**Task requirements**
Set every line of the data down again exactly, and keep the pictures out.

[Source data]
'''
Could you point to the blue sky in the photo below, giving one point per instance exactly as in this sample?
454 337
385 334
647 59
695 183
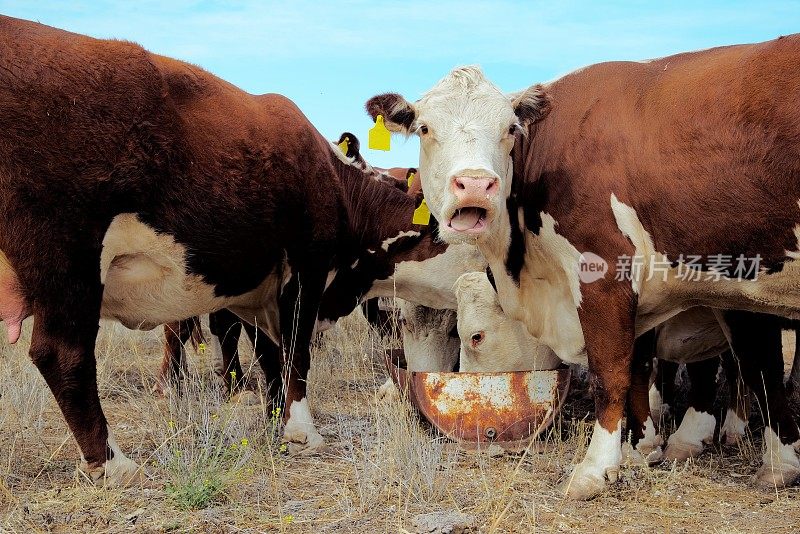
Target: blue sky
330 57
'''
**Written answer**
Could you point to the blue sky in the photo below, giving one point per instance exactly as in this sample?
454 337
385 334
647 59
695 183
Target: blue sky
330 57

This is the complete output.